» **INSTRUCTIONS**:
1. In the Tobin tax text, what name was given to the association that Ignacio Ramonet proposed?
2. Please summarize the Tobin tax text in two sentences.

» **SOURCE DOCUMENT**:
================================

Original idea and alter-globalization movement

Tobin's more specific concept of a "currency transaction tax" from 1972 lay dormant for more than 20 years but was revived by the advent of the 1997 Asian Financial Crisis. In December, 1997 Ignacio Ramonet, editor of Le Monde Diplomatique, renewed the debate around the Tobin tax with an editorial titled "Disarming the markets". Ramonet proposed to create an association for the introduction of this tax, which was named ATTAC (Association for the Taxation of financial Transactions for the Aid of Citizens). The tax then became an issue of the global justice movement or alter-globalization movement and a matter of discussion not only in academic institutions but even in streets and in parliaments in the UK, France, and around the world.

In an interview given to Der Spiegel in 2001, James Tobin distanced himself from the global justice movement [1][2] and continued to state the validity of his proposal,

"I have absolutely nothing in common with those anti-globalisation rebels. Of course I am pleased; but the loudest applause is coming from the wrong side. Look, I am an economist and, like most economists, I support free trade. Furthermore, I am in favour of the International Monetary Fund, the World Bank, the World Trade Organisation. They've hijacked my name.... The tax on foreign exchange transactions was devised to cushion exchange rate fluctuations...." [4][5][6][67] (See last part of quote in the above lead section).

Tobin observed that, while his original proposal had only the goal of "putting a brake on the foreign exchange trafficking", the antiglobalization movement had stressed "the income from the taxes with which they want to finance their projects to improve the world". He declared himself not contrary to this use of the tax's income, but stressed that it was not the important aspect of the tax.

ATTAC and other organizations have recognized that while they still consider Tobin's original aim as paramount, they think the tax could produce funds for development needs in the South (such as the Millennium Development Goals),[37] and allow governments, and therefore citizens, to reclaim part of the democratic space conceded to the financial markets.

In March, 2002, London School of Economics Professor Willem Buiter, who studied under James Tobin, wrote a glowing obituary for the man, [68] but also remarked that, "This [Tobin Tax]...was in recent years adopted by some of the most determined enemies of trade liberalisation, globalisation and the open society." Buiter added, "The proposal to use the Tobin tax as a means of raising revenues for development assistance was rejected by Tobin, and he forcefully repudiated the anti-globalisation mantra of the Seattle crowd." In September, 2009, Buiter also wrote in the Financial Times, "Tobin was a genius... but the Tobin tax was probably his one daft idea".[69]

It should be noted that in those same "years" that Buiter spoke of, the Tobin tax was also "adopted" or supported in varying degrees by the people who were not, as he put it, "enemies of trade liberalisation." Among them were several supporters from 1990 to 1999, including Larry Summers and several from 2000 to 2004, including lukewarm support from George Soros.

Tobin tax proposals and implementations around the world

It was originally assumed that the Tobin tax would require multilateral implementation, since one country acting alone would find it very difficult to implement this tax. Many people have therefore argued that it would be best implemented by an international institution. It has been proposed that having the United Nations manage a Tobin tax would solve this problem and would give the UN a large source of funding independent from donations by participating states. However, there have also been initiatives of national dimension about the tax. (This is in addition to the many countries that have foreign exchange controls.)

================================

» **DATASET SECTION**:

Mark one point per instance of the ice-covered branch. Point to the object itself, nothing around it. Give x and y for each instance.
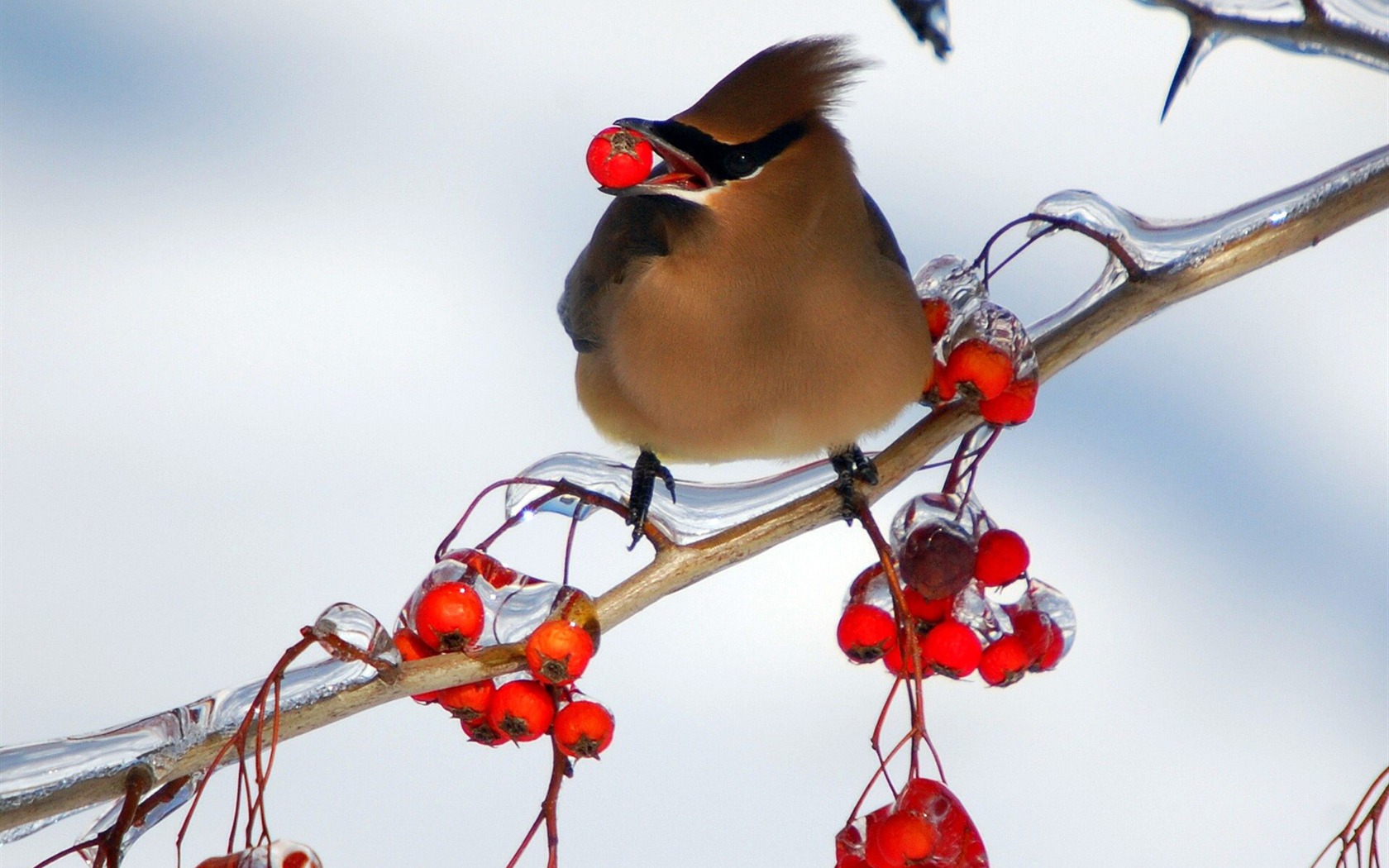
(1352, 30)
(1152, 265)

================================

» **ANSWERS BELOW**:
1. ATTAC (Association for the Taxation of financial Transactions for the Aid of Citizens)

2. Tobin's 1972 currency transaction tax was revived after the 1997 Asian Financial Crisis, when Ignacio Ramonet proposed the association that became ATTAC, and the tax became an issue of the alter-globalization movement. Tobin distanced himself from that movement and stressed that the tax's income was not its important aspect, while the tax has been the subject both of proposals for multilateral implementation, such as management by the United Nations, and of national initiatives.